**Task goal**.
Beginning with the line where "Would you kindly indicate the sand" appears, repeat every remaining line of the entries exactly, the last line included.

Start of Dataset excerpts

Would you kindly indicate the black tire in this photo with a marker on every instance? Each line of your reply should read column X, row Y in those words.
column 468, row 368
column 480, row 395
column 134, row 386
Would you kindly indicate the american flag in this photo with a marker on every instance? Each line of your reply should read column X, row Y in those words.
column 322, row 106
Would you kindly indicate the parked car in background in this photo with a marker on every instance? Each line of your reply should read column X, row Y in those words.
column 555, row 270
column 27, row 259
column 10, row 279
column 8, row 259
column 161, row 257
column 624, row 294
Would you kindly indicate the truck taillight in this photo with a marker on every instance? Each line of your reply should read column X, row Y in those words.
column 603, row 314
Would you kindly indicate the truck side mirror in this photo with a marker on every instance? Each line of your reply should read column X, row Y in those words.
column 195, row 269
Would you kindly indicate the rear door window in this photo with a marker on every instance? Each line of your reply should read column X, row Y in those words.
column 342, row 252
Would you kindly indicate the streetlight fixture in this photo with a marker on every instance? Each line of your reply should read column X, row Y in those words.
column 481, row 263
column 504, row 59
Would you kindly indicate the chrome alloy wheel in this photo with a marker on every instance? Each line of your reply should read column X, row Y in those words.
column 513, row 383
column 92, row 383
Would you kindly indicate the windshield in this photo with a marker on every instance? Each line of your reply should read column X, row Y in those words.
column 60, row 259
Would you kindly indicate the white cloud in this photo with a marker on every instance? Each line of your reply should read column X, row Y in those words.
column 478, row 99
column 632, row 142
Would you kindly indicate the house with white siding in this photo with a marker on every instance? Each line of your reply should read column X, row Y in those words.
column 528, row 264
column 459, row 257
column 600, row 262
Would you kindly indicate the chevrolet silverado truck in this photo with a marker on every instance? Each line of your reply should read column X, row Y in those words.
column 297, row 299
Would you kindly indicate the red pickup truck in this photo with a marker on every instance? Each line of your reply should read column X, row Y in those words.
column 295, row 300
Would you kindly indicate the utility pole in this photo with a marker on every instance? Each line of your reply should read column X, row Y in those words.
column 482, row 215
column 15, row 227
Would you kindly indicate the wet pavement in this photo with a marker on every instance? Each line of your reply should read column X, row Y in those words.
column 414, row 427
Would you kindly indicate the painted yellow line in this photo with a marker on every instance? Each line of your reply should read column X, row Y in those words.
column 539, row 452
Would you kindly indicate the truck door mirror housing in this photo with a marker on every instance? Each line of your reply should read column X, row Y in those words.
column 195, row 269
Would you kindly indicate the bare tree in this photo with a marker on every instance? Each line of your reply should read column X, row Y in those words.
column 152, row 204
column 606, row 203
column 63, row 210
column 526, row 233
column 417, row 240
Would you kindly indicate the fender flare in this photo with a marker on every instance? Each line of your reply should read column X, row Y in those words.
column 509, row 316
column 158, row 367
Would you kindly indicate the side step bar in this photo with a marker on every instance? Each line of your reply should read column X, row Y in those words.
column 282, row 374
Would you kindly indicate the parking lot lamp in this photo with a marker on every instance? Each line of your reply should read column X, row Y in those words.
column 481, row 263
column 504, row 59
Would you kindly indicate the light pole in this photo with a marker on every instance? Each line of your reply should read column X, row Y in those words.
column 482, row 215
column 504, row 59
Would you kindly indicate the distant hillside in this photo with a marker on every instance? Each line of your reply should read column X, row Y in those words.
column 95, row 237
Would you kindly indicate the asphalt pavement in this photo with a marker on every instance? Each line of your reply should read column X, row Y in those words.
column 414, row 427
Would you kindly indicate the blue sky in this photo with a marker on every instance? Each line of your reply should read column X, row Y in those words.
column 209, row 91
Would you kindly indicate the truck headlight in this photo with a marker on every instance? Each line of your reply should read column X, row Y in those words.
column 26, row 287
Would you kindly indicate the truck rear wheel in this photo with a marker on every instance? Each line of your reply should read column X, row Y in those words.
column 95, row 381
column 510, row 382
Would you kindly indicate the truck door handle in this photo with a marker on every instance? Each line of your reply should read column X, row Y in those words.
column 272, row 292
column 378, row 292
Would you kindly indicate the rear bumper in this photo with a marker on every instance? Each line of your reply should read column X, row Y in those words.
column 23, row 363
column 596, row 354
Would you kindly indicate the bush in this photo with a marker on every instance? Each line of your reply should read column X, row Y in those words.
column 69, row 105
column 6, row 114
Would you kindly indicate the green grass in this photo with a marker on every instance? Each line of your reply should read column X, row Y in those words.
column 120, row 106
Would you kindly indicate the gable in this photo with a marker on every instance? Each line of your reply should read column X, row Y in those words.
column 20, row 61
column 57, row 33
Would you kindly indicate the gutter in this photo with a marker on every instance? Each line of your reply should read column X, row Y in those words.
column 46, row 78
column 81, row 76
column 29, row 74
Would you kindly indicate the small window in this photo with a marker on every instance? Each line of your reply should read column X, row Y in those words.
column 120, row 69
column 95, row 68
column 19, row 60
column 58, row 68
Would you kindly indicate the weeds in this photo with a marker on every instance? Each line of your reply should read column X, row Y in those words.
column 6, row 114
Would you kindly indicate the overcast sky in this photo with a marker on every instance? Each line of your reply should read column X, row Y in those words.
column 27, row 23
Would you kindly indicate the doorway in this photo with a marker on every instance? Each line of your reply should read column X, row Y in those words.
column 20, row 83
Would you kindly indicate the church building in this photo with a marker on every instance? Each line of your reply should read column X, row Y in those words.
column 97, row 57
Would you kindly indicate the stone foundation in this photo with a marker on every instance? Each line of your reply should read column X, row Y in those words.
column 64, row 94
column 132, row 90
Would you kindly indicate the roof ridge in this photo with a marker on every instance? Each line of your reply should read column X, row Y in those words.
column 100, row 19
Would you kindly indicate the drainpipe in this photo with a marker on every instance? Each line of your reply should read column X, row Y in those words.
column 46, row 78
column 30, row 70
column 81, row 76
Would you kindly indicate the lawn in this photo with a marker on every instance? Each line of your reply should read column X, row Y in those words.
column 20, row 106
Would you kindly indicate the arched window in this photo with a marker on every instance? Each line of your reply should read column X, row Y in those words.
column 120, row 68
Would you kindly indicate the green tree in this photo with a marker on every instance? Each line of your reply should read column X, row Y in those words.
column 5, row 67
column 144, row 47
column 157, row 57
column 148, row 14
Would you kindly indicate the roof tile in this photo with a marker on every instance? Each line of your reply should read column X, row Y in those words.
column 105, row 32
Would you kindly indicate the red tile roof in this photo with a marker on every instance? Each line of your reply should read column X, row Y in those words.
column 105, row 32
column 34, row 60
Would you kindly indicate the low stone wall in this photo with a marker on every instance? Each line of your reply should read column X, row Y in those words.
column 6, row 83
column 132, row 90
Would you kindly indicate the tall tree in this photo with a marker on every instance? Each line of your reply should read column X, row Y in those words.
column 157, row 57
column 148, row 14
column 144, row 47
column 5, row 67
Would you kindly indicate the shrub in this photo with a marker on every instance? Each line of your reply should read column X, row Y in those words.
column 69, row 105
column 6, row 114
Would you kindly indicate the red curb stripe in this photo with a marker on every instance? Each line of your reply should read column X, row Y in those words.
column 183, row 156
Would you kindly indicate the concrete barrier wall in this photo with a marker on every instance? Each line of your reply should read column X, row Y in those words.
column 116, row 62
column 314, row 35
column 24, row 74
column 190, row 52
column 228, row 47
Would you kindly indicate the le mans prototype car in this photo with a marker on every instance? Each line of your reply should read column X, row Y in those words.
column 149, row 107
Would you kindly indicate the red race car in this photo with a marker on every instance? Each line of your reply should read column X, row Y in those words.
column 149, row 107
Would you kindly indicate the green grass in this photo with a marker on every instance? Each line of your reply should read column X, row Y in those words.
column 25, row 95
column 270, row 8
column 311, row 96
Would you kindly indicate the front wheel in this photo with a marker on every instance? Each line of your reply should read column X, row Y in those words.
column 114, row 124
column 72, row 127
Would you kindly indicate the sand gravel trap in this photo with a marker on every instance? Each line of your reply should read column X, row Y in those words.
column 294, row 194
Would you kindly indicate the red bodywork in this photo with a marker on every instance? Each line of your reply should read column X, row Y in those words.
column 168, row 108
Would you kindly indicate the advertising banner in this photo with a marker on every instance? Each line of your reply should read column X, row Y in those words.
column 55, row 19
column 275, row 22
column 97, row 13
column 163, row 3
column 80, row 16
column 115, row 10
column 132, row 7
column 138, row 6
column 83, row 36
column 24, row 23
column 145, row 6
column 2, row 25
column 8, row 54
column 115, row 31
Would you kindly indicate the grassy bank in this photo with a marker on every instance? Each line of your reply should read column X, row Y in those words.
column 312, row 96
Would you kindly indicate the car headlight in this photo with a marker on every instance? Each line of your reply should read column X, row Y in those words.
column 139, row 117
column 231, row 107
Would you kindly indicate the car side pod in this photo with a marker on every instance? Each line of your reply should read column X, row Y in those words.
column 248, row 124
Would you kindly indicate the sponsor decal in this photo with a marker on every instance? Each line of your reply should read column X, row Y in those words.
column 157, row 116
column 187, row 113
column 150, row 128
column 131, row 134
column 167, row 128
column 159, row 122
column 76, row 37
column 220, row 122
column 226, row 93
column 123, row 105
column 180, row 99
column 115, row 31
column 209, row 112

End of Dataset excerpts

**Exercise result**.
Would you kindly indicate the sand gravel trap in this photo with a marker on every instance? Each line of your reply should read column X, row Y in those words.
column 294, row 194
Would you kindly indicate the red bodywork in this photo with a marker on every instance? Each line of your reply should read column X, row Y in those words.
column 168, row 108
Would you kindly indicate the advertising banner in this photo with a marker on every instance? Each line of your reply should read column X, row Y in those words.
column 55, row 19
column 275, row 22
column 97, row 13
column 163, row 3
column 80, row 16
column 115, row 10
column 132, row 7
column 138, row 6
column 83, row 36
column 24, row 23
column 145, row 6
column 2, row 25
column 8, row 54
column 115, row 31
Would you kindly indicate the grassy bank in this photo with a marker on every instance? Each line of your reply should read column X, row Y in those words.
column 312, row 96
Would you kindly indicate the car headlight in this photo with a marker on every instance? Each line of your reply should read column X, row Y in those words.
column 139, row 117
column 231, row 107
Would you kindly indicate the car side pod in this photo with a marker on every instance? Each line of your reply should read column X, row Y in those words.
column 248, row 124
Would you kindly indicate the sponsor decal in this photo with a marker on every instance? Each line of your reply should read column X, row Y in those words.
column 157, row 116
column 187, row 113
column 150, row 128
column 131, row 134
column 167, row 128
column 159, row 122
column 76, row 37
column 220, row 122
column 226, row 93
column 123, row 105
column 180, row 99
column 115, row 31
column 209, row 112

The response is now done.